AMD Vega 10, Vega 11, Vega 12 and Vega 20 Rumors and Discussion

Do we expect GV104 to have tensor cores, part of Volta feature set? :)
No, but I would expect it to have their tiling rasterizer. I do not expect R9 390X to have half-rate DP either.

edit: And I do not expect GV104 to have a price premium on Tesla V100, as it is probably the case with Vega FE vs. RX Vega.
 
Last edited:
no-X said:
Do we expect GV104 to have tensor cores, part of Volta feature set? :)
Taking JHH's words at GTC at face value, I do.... but this is another can of worms that has nothing to do with Vega, best to stay on topic.
 
Cache hitrate is a valid point, yes. But on a single-colored full screen quad as many fillrate tests use (or 2x2 textures and the like), that would not be an issue at all contrary to more real-world applications.
It depends on how the fillrate test is designed. I've seen tests, which render multiple full screen quads per frame (depending on what you want to measure exactly either with disabled z test or from back to front) and can have a significant overdraw. This is done to get rid of the overhead associated with a new frame (and at >40,000 fps @1080p for a GPU with 90GPixel/s fillrate [if you draw only one fullscreen quad per frame] that overhead used to be significant [you can also cut down on it by not clearing the framebuffer for a new frame]) and to approach the theoretical maximum. It works pretty well for an IMR (that approach can give too high numbers for a TBDR without enabling blending as you basically measure the performance of the HSR). It also means the bandwidth savings with binning are potentially significant in that case.
If you don't want to implement both options in hardware though, you could have a kind of passthrough mode through your TBR, basically a compatibiility mode (for whatever reasons) where you do not bin and do not tile.
□ □ □ □ □ □ □
> [Written exercise 1]: Please rewrite the stretch of the Vega thread from "No, but I would" through "more real-world applications.", renaming "GV104" to "GV102".
> [Written exercise 2]: According to the Vega thread, what frame rate at 1080p would a GPU with a 90 GPixel/s fillrate reach if it drew only one fullscreen quad per frame?
Use only the Vega thread for these.

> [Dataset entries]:
□ □ □ □ □ □ □
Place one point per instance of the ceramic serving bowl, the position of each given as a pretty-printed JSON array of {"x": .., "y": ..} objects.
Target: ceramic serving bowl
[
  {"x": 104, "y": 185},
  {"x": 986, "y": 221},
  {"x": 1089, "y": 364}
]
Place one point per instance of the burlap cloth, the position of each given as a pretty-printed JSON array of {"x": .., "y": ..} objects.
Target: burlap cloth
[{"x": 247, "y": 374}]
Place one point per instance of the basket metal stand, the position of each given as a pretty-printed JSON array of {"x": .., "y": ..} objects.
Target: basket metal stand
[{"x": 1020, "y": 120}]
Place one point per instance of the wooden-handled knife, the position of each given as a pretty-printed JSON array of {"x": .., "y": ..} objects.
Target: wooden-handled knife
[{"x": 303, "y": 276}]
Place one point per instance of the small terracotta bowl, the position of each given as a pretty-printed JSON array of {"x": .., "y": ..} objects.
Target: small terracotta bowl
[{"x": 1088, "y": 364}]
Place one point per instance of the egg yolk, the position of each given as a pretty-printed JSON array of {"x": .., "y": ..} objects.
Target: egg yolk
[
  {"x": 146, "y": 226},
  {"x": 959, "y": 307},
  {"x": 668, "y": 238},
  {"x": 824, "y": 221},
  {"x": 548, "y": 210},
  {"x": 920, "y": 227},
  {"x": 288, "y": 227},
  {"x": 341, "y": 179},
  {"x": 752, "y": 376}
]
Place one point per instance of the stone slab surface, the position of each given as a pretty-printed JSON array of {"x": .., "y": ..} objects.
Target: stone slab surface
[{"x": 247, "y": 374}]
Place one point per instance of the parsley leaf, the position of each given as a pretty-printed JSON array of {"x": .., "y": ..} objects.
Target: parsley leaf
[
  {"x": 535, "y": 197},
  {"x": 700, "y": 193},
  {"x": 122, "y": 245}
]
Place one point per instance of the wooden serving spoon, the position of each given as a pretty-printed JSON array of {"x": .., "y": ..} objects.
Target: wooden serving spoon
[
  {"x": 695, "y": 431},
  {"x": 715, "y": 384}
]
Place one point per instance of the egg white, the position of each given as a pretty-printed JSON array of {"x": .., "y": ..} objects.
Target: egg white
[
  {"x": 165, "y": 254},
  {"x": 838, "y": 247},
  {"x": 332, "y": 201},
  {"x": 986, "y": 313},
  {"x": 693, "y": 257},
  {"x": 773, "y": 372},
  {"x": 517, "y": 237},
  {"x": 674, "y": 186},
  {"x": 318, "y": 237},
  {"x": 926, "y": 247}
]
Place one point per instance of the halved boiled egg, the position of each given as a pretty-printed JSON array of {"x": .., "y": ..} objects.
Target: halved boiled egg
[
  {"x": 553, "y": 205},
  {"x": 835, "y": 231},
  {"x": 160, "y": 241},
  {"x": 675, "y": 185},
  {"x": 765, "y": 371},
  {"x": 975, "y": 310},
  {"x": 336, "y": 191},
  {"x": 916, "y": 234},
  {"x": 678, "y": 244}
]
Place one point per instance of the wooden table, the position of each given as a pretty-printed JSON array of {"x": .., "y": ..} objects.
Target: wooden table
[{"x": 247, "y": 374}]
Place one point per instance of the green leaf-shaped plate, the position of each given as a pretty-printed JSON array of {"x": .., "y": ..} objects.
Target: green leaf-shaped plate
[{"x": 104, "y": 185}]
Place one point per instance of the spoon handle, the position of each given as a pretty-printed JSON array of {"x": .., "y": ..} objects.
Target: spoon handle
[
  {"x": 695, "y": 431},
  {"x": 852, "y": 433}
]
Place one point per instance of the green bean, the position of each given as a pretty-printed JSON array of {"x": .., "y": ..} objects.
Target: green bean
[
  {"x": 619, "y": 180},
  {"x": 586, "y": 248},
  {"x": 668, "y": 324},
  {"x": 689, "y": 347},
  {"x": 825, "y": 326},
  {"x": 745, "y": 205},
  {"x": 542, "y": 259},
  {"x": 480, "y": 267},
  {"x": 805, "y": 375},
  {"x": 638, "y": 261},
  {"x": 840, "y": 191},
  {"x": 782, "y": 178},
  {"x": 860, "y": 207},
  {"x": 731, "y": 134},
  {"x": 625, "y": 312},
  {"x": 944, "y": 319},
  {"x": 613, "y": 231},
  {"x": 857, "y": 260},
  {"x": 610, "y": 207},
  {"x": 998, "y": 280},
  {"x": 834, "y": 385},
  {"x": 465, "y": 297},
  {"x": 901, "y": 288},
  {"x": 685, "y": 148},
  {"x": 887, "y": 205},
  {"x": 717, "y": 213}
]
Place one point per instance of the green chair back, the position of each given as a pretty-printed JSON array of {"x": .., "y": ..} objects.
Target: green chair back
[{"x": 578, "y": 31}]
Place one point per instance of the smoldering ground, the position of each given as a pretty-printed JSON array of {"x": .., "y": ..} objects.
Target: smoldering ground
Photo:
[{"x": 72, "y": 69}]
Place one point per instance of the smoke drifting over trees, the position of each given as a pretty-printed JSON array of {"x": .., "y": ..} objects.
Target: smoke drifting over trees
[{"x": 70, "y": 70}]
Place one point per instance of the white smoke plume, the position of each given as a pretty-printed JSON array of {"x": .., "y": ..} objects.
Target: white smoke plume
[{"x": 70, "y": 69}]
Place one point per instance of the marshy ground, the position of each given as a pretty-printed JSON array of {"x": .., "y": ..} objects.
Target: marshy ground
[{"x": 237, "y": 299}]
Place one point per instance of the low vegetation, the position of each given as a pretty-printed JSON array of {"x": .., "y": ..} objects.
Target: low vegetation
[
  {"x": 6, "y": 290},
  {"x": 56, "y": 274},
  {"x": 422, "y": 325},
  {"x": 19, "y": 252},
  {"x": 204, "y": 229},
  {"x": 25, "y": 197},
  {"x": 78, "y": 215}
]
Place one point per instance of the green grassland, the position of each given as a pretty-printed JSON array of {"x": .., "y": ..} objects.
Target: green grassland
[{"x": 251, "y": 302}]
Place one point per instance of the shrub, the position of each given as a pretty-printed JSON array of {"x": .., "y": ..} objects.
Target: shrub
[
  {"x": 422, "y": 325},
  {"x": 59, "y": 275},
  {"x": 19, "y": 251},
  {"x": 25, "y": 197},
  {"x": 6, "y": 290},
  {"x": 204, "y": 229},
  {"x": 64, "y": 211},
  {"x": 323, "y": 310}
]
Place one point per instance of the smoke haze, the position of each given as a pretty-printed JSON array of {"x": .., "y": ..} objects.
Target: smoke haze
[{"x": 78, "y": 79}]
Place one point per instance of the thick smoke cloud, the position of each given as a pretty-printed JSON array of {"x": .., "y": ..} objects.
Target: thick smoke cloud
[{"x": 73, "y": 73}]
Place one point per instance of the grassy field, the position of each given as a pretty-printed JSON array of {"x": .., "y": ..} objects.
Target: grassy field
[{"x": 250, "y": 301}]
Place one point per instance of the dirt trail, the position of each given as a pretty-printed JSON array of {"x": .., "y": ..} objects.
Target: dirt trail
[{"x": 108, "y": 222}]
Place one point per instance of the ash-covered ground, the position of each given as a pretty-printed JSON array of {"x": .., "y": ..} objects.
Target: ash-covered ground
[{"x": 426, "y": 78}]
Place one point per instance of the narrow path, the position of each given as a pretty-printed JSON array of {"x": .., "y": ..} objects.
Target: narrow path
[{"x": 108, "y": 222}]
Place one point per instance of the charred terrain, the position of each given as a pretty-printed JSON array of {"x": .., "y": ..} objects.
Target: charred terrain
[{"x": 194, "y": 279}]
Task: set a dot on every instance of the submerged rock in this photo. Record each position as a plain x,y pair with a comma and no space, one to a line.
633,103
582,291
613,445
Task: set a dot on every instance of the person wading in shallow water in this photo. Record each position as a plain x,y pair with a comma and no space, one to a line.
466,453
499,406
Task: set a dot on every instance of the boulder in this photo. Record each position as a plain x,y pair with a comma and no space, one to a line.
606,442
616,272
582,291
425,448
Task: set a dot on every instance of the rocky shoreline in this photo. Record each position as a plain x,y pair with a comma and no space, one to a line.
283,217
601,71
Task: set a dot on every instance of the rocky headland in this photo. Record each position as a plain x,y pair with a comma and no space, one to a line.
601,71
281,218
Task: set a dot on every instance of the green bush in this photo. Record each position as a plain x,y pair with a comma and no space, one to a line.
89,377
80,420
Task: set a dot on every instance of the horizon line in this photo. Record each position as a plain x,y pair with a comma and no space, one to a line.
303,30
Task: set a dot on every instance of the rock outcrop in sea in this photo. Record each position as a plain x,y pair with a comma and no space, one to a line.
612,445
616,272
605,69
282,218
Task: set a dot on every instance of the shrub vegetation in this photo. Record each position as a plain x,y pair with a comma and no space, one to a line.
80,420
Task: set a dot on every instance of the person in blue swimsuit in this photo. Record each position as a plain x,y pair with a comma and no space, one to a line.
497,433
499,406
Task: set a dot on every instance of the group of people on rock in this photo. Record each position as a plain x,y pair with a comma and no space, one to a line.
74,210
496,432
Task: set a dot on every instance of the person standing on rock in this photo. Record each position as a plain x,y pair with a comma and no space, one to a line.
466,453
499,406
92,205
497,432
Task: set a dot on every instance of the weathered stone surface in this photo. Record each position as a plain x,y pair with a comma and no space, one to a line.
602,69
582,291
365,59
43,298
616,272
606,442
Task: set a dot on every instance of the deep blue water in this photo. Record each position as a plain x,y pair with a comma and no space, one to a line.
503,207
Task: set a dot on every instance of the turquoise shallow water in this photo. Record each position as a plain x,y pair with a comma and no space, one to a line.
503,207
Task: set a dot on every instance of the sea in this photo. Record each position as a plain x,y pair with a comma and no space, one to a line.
□ □ □ □ □ □ □
> [Output 1]:
No, but I would expect it to have their tiling rasterizer. I do not expect R9 390X to have half-rate DP either.

edit: And I do not expect GV102 to have a price premium on Tesla V100, as it is probably the case with Vega FE vs. RX Vega.
 
Last edited:
no-X said:
Do we expect GV102 to have tensor cores, part of Volta feature set? :)
Taking JHH's words at GTC at face value, I do.... but this is another can of worms that has nothing to do with Vega, best to stay on topic.
 
Cache hitrate is a valid point, yes. But on a single-colored full screen quad as many fillrate tests use (or 2x2 textures and the like), that would not be an issue at all contrary to more real-world applications.

> [Output 2]: More than 40,000 fps.